_PASSAGE RETENU_:
Il me semble qu'il y a dans ce débat une certaine confusion. Au fond, il y avait deux types d'amendement. Certains voulaient imposer des jours végétariens – et je suis, pour ma part, plutôt opposé à l'idée que l'on puisse forcer les rationnaires, dans nos cantines, à manger ce qu'ils ne veulent pas manger. On ne peut pas priver de viande quelqu'un qui voudrait en manger pendant un, dix, vingt, trente, quarante jours par an. Cela ne me semble pas sain ; ce serait une atteinte à la liberté.
D'autres amendements abordaient un autre problème, qui a été magnifiquement exposé par le président Chassaigne, qui nous a fait l'honneur de nous faire partager les sentiments de sa petite-fille : celle-ci a annoncé à ses parents, à l'âge de huit ans, qu'elle ne voulait plus manger de viande et qu'il fallait trouver une solution pour la cantine.
Nous proposions, avec notamment ma collègue Samantha Cazebonne, une chose simple : celui qui veut manger de la viande est libre de le faire – vive la liberté ! ; mais celui qui ne veut pas en manger est libre aussi. Or, si on ne lui offre pas de menu végétarien, que fait-il ?

_CONSIGNES_:
Poursuivez l'intervention sur les menus végétariens à la cantine en reprenant juste après sa dernière phrase.

_MATÉRIEL FOURNI_:
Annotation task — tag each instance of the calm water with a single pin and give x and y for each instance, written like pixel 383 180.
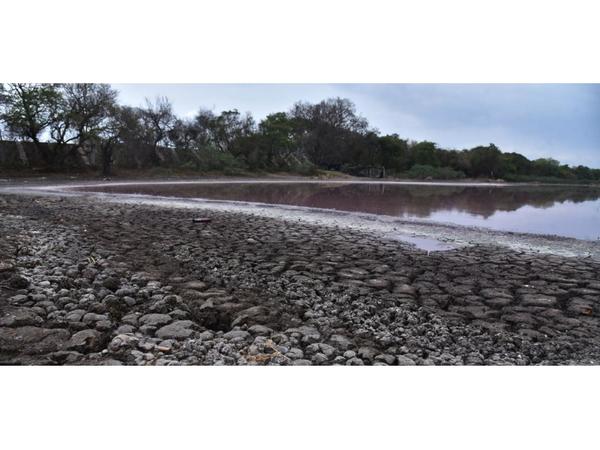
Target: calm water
pixel 561 210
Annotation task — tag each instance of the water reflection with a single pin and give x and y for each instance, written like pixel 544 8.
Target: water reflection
pixel 537 209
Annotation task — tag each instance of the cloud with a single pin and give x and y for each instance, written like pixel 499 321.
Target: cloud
pixel 538 120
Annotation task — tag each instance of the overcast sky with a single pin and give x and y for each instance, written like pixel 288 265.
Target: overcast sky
pixel 557 120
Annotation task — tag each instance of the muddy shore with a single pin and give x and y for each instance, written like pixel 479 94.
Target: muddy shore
pixel 84 281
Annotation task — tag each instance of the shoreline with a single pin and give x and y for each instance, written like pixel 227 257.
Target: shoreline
pixel 426 235
pixel 100 282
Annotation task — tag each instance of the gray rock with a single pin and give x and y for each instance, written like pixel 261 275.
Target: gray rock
pixel 86 341
pixel 367 353
pixel 319 358
pixel 92 317
pixel 30 340
pixel 355 362
pixel 404 361
pixel 19 316
pixel 123 342
pixel 301 362
pixel 538 300
pixel 237 334
pixel 260 330
pixel 341 342
pixel 155 320
pixel 176 330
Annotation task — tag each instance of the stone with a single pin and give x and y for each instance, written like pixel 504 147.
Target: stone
pixel 319 358
pixel 195 285
pixel 155 320
pixel 295 353
pixel 30 340
pixel 19 282
pixel 176 330
pixel 92 317
pixel 112 283
pixel 122 342
pixel 355 362
pixel 237 334
pixel 341 342
pixel 538 300
pixel 86 341
pixel 18 299
pixel 404 361
pixel 301 362
pixel 260 330
pixel 18 316
pixel 367 353
pixel 405 289
pixel 580 306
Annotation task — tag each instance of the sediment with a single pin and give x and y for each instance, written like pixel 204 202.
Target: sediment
pixel 89 282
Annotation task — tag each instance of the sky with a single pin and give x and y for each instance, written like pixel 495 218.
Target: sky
pixel 561 121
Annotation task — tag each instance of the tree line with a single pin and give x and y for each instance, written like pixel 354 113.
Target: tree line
pixel 64 121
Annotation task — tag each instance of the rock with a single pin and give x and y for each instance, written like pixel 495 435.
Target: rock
pixel 195 285
pixel 295 353
pixel 353 273
pixel 18 281
pixel 18 299
pixel 404 361
pixel 301 362
pixel 349 354
pixel 367 353
pixel 309 334
pixel 387 359
pixel 92 317
pixel 30 340
pixel 319 358
pixel 405 289
pixel 124 329
pixel 237 334
pixel 252 315
pixel 166 345
pixel 580 306
pixel 538 300
pixel 86 341
pixel 19 316
pixel 123 342
pixel 379 283
pixel 112 283
pixel 260 330
pixel 341 342
pixel 155 320
pixel 355 362
pixel 177 330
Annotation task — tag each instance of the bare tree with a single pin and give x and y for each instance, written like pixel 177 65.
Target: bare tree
pixel 28 110
pixel 159 120
pixel 83 114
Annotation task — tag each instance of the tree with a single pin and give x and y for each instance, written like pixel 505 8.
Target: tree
pixel 486 161
pixel 278 139
pixel 424 153
pixel 83 113
pixel 329 131
pixel 28 110
pixel 394 153
pixel 228 127
pixel 159 120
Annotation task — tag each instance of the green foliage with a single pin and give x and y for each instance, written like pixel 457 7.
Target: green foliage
pixel 423 172
pixel 328 135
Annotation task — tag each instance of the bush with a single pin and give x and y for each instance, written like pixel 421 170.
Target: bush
pixel 421 171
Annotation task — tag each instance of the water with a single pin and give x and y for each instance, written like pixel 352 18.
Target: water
pixel 569 211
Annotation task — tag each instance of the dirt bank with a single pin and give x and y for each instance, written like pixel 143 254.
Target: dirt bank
pixel 84 281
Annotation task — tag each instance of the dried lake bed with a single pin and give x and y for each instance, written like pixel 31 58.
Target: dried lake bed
pixel 124 275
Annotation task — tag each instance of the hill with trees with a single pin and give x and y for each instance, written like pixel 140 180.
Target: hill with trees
pixel 68 127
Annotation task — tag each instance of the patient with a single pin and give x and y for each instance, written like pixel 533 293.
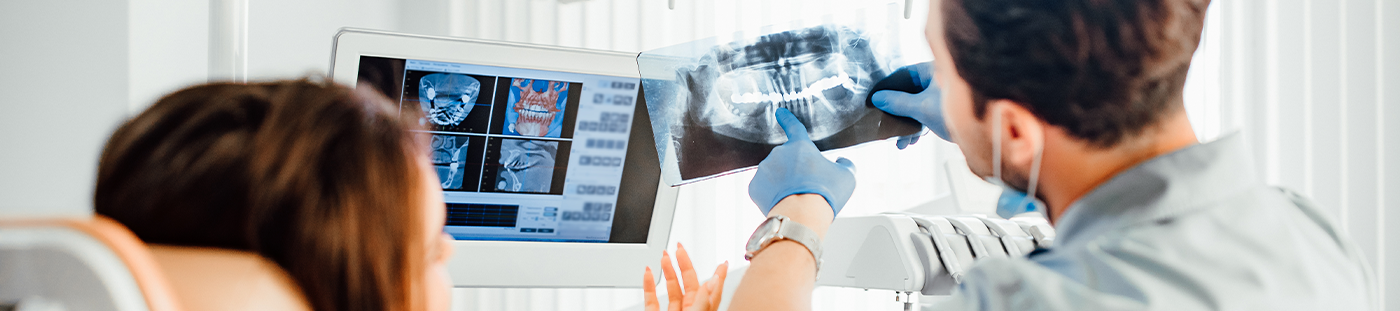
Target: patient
pixel 318 180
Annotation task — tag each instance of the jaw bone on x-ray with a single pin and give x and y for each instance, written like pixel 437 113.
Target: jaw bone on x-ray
pixel 714 112
pixel 819 73
pixel 447 97
pixel 527 166
pixel 450 159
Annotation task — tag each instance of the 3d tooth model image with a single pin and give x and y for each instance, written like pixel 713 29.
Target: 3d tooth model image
pixel 447 97
pixel 536 108
pixel 822 74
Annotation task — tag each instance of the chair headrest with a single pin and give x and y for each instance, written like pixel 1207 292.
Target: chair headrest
pixel 224 279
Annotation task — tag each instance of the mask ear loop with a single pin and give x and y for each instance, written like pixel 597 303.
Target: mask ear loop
pixel 1035 173
pixel 996 147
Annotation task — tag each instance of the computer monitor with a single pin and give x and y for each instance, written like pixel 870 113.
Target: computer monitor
pixel 546 156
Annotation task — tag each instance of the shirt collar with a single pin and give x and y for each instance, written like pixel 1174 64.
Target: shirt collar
pixel 1166 185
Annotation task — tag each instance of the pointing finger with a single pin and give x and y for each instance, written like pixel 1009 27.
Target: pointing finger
pixel 648 292
pixel 847 164
pixel 688 273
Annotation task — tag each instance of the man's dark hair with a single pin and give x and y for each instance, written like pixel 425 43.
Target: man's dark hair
pixel 1101 69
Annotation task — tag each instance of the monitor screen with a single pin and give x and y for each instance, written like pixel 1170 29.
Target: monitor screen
pixel 525 154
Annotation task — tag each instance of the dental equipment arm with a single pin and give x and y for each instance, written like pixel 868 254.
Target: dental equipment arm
pixel 921 254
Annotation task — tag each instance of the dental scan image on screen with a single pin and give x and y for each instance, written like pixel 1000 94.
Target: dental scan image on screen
pixel 536 108
pixel 527 166
pixel 520 154
pixel 714 104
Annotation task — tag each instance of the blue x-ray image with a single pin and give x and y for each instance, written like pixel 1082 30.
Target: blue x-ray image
pixel 536 108
pixel 527 166
pixel 450 159
pixel 447 97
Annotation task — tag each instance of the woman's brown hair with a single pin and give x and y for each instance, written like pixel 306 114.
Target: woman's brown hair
pixel 315 177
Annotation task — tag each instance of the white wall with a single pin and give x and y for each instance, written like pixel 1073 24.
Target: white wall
pixel 1315 84
pixel 63 73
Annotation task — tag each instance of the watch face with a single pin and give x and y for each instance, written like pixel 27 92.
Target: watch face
pixel 767 229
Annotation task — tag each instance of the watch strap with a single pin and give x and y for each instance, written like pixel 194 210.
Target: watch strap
pixel 801 234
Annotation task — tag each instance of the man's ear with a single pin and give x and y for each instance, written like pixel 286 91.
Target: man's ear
pixel 1022 133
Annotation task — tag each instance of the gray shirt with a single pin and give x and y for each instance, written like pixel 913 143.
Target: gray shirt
pixel 1187 230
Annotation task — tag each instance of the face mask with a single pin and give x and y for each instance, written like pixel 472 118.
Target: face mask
pixel 1014 202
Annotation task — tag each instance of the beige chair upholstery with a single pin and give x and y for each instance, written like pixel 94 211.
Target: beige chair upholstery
pixel 79 264
pixel 212 279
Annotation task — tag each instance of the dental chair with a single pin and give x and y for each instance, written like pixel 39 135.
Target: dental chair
pixel 97 264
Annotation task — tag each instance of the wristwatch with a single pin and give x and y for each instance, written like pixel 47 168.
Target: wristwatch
pixel 780 227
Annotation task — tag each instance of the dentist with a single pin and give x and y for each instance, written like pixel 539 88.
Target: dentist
pixel 1075 108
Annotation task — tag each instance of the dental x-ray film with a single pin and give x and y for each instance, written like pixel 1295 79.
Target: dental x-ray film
pixel 713 105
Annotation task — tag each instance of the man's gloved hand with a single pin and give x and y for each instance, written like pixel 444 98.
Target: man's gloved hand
pixel 924 107
pixel 797 167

_RÉPONSE CI-DESSOUS_:
Certains collègues ont dit qu'il n'avait qu'à mettre la viande sur le côté et manger des légumes. C'est là une confusion sur ce qu'est un menu végétarien : ce ne sont pas que des légumes. Surtout, enfermer cet enfant – comme votre petite-fille, monsieur le président Chassaigne – dans un menu déséquilibré !
Plusieurs d'entre nous défendent donc l'idée qu'il faudra un jour, dans les cantines, pouvoir manger de la viande mais aussi pouvoir ne pas en manger tout en ayant un repas équilibré. Je ne veux pas rouvrir ce débat, et je ne vous demande pas de répondre sur cet aspect, monsieur le rapporteur. Vous avez dit que nous avions fait un premier progrès. Mais vous avez dit aussi qu'on ne pouvait pas tout mettre dans la loi, qu'il y avait trop de contraintes, trop de complexités, avec le bio, le local… J'entends ce que dit Thierry Benoit : arrêtons de complexifier. C'est vrai ! Vous avez raison !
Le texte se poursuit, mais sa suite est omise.